Starting at the first line of the data and ending at the line with "Target: blue sky", copy each line exactly. Include both of those lines, but no pictures.

=== Section Start ===

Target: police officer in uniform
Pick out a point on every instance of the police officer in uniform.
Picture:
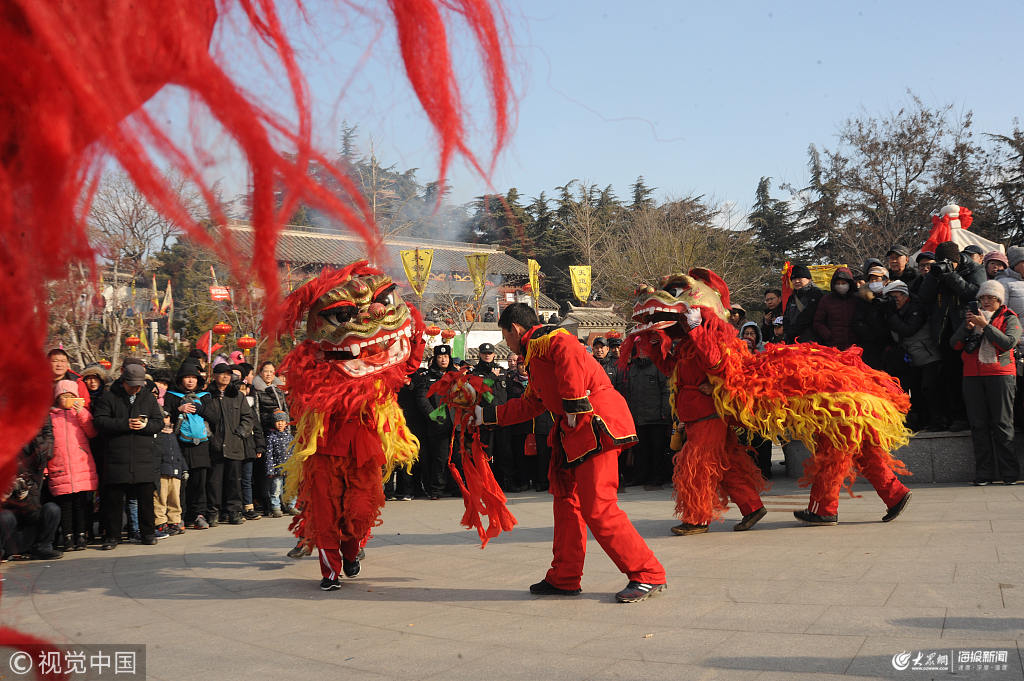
(435, 472)
(498, 443)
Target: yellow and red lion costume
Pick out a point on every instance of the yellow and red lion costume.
(361, 342)
(848, 415)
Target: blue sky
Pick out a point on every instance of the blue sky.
(697, 97)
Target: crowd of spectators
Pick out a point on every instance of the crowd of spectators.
(166, 452)
(171, 453)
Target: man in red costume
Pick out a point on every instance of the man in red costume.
(592, 424)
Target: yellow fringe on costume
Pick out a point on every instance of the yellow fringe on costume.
(307, 432)
(539, 347)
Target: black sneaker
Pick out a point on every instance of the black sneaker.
(46, 554)
(542, 588)
(685, 528)
(638, 591)
(898, 508)
(301, 550)
(751, 519)
(815, 519)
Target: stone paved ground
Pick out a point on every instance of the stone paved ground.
(781, 601)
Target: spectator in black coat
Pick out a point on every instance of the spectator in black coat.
(128, 417)
(834, 318)
(647, 395)
(27, 524)
(952, 283)
(196, 452)
(435, 475)
(803, 304)
(773, 310)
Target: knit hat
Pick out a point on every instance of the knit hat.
(992, 288)
(998, 256)
(66, 386)
(896, 286)
(947, 251)
(881, 271)
(1015, 255)
(800, 271)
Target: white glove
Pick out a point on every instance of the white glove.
(693, 317)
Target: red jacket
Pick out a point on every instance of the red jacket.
(72, 468)
(564, 379)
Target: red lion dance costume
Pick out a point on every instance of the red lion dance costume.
(75, 77)
(849, 415)
(361, 343)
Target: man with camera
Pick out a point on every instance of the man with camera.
(952, 282)
(128, 419)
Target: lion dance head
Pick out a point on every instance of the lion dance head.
(360, 338)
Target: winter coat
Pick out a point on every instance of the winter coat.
(197, 455)
(946, 296)
(871, 330)
(799, 324)
(278, 453)
(26, 491)
(236, 424)
(129, 456)
(416, 421)
(172, 460)
(834, 318)
(759, 345)
(647, 393)
(73, 468)
(768, 330)
(908, 326)
(255, 442)
(1004, 332)
(428, 405)
(271, 398)
(499, 389)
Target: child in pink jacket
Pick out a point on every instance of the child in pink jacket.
(72, 470)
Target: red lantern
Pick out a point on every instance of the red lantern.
(247, 343)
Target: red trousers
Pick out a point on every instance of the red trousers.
(586, 497)
(825, 488)
(712, 468)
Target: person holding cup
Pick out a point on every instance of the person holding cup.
(129, 419)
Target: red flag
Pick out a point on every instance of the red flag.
(204, 344)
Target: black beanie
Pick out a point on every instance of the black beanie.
(947, 251)
(800, 271)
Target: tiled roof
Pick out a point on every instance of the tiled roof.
(300, 246)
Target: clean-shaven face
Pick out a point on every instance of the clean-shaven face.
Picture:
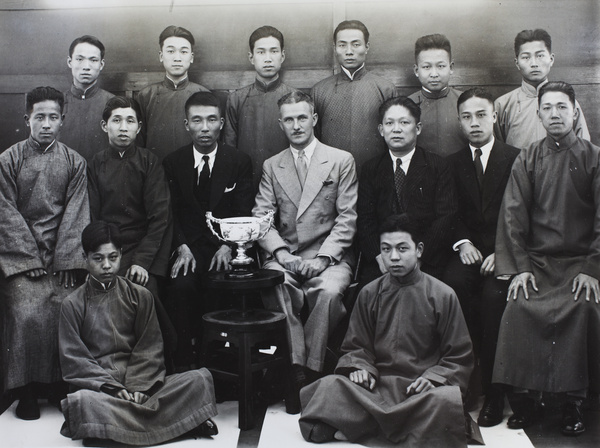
(267, 57)
(122, 127)
(433, 68)
(477, 118)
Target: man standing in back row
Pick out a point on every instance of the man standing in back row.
(347, 103)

=== Section End ===

### Written answer
Target: police officer in uniform
Pick out a point on every instance of the police officer in uniform.
Picture:
(435, 472)
(498, 443)
Target: yellow and red lion costume
Pick out a point on every instance of the yellow and red lion costume.
(361, 342)
(848, 415)
Target: blue sky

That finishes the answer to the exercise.